Est-ce rare un lien aussi fort entre un réalisateur et une actrice dans le milieu du cinéma aujourd’hui ? 

Pour ma part, j’ai connu ce lien avec d’autres réalisateurs, comme Stéphane Brizé. Il y a aussi un lien qui perdure avec Lætitia Masson. J’ai fait trois films avec elle. Je pense aussi à Jeanne Herry depuis Pupille. Je sais également que je vais retrouver Emmanuel Mouret. J’ai de très belles histoires avec plusieurs metteurs en scène.

« J’aime la comédie quand elle ne cherche pas à faire rire à tout prix, qu’elle raconte quelque chose et qu’elle va nous faire rire malgré elle, par le ton, le rythme, l’écriture de celui ou celle qui l’écrit. »

Sandrine Kiberlain

Il y a des metteurs en scène avec lesquels on sent que la route va se prolonger, parce qu’il y a des rencontres plus évidentes que d’autres. Par exemple, je sais que je retrouverai aussi Guillaume Nicloux, avec qui je viens de faire Sarah Bernhardt.

La présence d’un ou d’une cinéaste dirige-t-il vos choix artistiques en tant qu’actrice ? Comment choisissez-vous vos rôles ? 

Je pense que je suis guidée avant tout par la personne qui fait le film, même lorsqu’il s’agit d’un premier film, d’ailleurs. Si j’aime l’écriture, mais qu’à la rencontre ça ne passe pas et que je ne sens pas la personne habitée par son sujet ou qu’elle ne parvient pas à m’embarquer dans son histoire, je sais que je ne pourrai pas le faire. 

Au contraire, quand j’ai rencontré Jeanne Herry, par exemple, elle n’avait pas de producteur, pas de distributeur, mais j’ai flashé sur elle et son histoire, alors que personne ne voulait la produire. C’est génial d’être à la base de l’émergence d’une réalisatrice ; d’y croire. Je suis très guidée par le choix du réalisateur ou de la réalisatrice, même si d’autres facteurs comptent également. Ici, savoir qu’il y avait Daniel, Denis, Isabelle… Tous les acteurs du film donnent envie. Un partenaire peut également me donner envie de participer à un film, mais la première chose qui compte, pour moi, au cinéma, c’est le regard de celui ou de celle qui invente l’histoire et la filme.
⁂
Consigne 1:
D'après le texte à lire, avec quel réalisateur l'actrice vient-elle de tourner Sarah Bernhardt ?
Consigne 2:
Prolongez, s'il vous plaît, le texte à lire sur les liens entre l'actrice et les cinéastes, en reprenant juste après sa dernière phrase.

Données fournies:
⁂
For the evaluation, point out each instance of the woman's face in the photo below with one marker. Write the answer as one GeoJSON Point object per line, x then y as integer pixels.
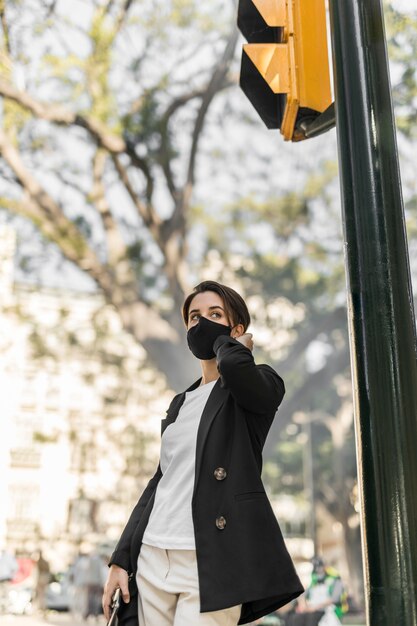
⁂
Résultat 1:
Avec Guillaume Nicloux.

Résultat 2:
Vous parlez de partenaires et vous retrouvez Daniel Auteuil et Denis Podalydès (de la Comédie-Française). Que représentent-ils pour vous ?

Je les aime tous les deux en tant qu’acteurs, mais aussi dans la vie. Ce sont des hommes que j’aime retrouver, avec qui je me sens bien. Ce n’est jamais compliqué. Par ailleurs, ils sont d’une grande humilité. On se retrouve d’ailleurs pour les mêmes raisons, un peu comme des enfants dans la cour de récré. On s’est choisis et on est heureux d’être ensemble pour jouer. On y croit. Je crois à ce qu’ils font, je crois à ce qu’ils disent, je crois à ce qu’ils jouent.

Bande-annonce de Comme un avion de Bruno Podalydès, avec Denis Podalydès (de la Comédie-Française) et Sandrine Kiberlain.

C’est facile, sans prise de tête, et sans psychologie. En plus, je les admire beaucoup ! Je n’arrête pas de dire à Denis que c’est l’un des meilleurs acteurs de notre génération quand je le vois au théâtre. Il ne me croit pas évidemment quand je lui dis, et il me dit d’arrêter [rires]. Avec Daniel, ce sont deux immenses acteurs français, les plus grands. 

Vous vous êtes essayée, au fil de votre carrière, à plusieurs genres, mais qu’est-ce qui vous stimule autant dans la comédie ?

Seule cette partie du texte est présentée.